Data to examine ::
==========

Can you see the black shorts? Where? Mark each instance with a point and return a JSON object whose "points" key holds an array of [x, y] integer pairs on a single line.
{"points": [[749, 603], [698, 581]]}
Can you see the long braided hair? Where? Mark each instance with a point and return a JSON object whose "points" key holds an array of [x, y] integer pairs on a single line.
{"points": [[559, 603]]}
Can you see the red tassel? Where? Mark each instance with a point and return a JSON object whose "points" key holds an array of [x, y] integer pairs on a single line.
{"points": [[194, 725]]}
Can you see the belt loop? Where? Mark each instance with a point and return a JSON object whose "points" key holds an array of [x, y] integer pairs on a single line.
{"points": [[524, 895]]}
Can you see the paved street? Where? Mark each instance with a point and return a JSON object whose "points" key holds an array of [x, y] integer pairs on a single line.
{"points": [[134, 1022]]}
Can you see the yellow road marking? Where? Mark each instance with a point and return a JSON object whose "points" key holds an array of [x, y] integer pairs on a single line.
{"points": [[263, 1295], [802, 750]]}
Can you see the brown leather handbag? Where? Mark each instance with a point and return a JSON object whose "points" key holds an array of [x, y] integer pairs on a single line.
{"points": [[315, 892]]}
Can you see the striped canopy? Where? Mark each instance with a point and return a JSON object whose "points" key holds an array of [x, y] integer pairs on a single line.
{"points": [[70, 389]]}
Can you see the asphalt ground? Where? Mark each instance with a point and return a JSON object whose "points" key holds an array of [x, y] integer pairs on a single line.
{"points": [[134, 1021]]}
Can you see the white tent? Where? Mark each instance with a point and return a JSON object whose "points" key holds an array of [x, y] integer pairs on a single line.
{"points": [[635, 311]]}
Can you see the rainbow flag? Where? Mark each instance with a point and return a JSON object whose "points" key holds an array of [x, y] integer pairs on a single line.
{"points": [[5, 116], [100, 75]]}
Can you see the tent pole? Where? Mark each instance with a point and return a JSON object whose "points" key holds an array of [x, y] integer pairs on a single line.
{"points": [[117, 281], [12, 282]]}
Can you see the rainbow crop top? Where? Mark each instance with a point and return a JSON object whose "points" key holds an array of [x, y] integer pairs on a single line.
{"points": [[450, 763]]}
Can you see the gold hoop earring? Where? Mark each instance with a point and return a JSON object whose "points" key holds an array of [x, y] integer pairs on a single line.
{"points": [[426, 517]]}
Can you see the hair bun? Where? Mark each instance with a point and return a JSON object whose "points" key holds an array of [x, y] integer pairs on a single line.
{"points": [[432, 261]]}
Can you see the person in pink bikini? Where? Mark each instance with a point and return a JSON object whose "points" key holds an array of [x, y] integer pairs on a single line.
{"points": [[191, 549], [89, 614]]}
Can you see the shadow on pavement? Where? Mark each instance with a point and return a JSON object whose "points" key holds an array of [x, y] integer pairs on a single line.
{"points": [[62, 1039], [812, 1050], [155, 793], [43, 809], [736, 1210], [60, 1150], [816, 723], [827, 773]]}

==========

About this task :: With no word changed, write the entries out once more.

Completed exercise ::
Can you see the black shorts? Where? Mark each instance with a point and return a JSON object whose "points" key holds an array of [x, y] integer pairs on a single line.
{"points": [[749, 603], [698, 581]]}
Can you see the long braided hair? Where? Mark each instance with a point and return a JSON object whose "points" key holds an array of [x, y] integer pairs on a single line.
{"points": [[559, 603]]}
Can you see the red tassel? Where? Mark each instance with a point and return a JSON object whose "points" key holds an array of [x, y] integer pairs on a single line.
{"points": [[194, 725]]}
Can you see the belt loop? Where? Mark each instance with a point and return a JSON object whose "points" key holds an array of [x, y] integer pairs on a single line.
{"points": [[524, 895]]}
Can you see the paved street? Where? Mark each instance with a point and return a JSON object whose "points" key holds an array of [x, y] integer pairs on a single line.
{"points": [[134, 1022]]}
Can you see the yellow road marking? Where? Mark each instance with a point and return a JSON object whose "points" key holds an array of [x, y] integer pairs on a single line.
{"points": [[263, 1295], [802, 750]]}
Can you see the brown leather handbag? Where? Mark each instance with a point and return a JSON object whose "points" key holds an array of [x, y] integer pairs on a single line.
{"points": [[315, 892]]}
Can you see the striped canopy? Where? Mark each instance with a point and return a JSON object whose "points" key holds an array of [x, y] integer pairs on a single line.
{"points": [[70, 389]]}
Can you see the asphalt ground? Where? Mark each instance with a point and return a JSON object whose "points" key holds an array of [x, y] integer pairs on a single line.
{"points": [[134, 1021]]}
Can you see the white tent? Where? Mark each instance with a point and return a JSON object whose "points" key holds an array of [x, y] integer pairs on a single line.
{"points": [[635, 311]]}
Can you see the rainbow flag? Where? Mark each instance with a point and return a JSON object whose "points" key holds an array of [x, y] integer pairs on a single line.
{"points": [[5, 116], [100, 75]]}
Can you see the tent pole? Where? Mark each instance with a point and return a JSON object whose "points" key holds an array of [x, y] integer pairs on a single line.
{"points": [[117, 281], [12, 282]]}
Can you see the rainbow crop top? Where? Mark each instance with a point and return a JSON object whose "points" key holds an array of [x, y] integer pairs on a single line.
{"points": [[450, 763]]}
Can you see the gold hoop earring? Where? Mark each instance with a point and return a JSON object whose "points" key holds an array of [x, y] integer pairs on a single line.
{"points": [[426, 517]]}
Can you see the hair bun? Where? Mark each instance with a point and return a JSON object whose "points" key holds an array of [x, y] integer pairs on a single line.
{"points": [[432, 261]]}
Can you see the person in pink bikini? Where? Mark each instance with a point and return a JSON object whose "points" key holds an array of [x, y] integer pairs on a single line.
{"points": [[191, 549], [89, 614]]}
Can you see the shadow on pavement? Where? Mark each instance with a point and return a JSON object whose "points" key holds an array of [x, y] integer pairs on a single line.
{"points": [[62, 1039], [812, 1050], [155, 793], [43, 809], [736, 1210], [60, 1150], [816, 723], [827, 773]]}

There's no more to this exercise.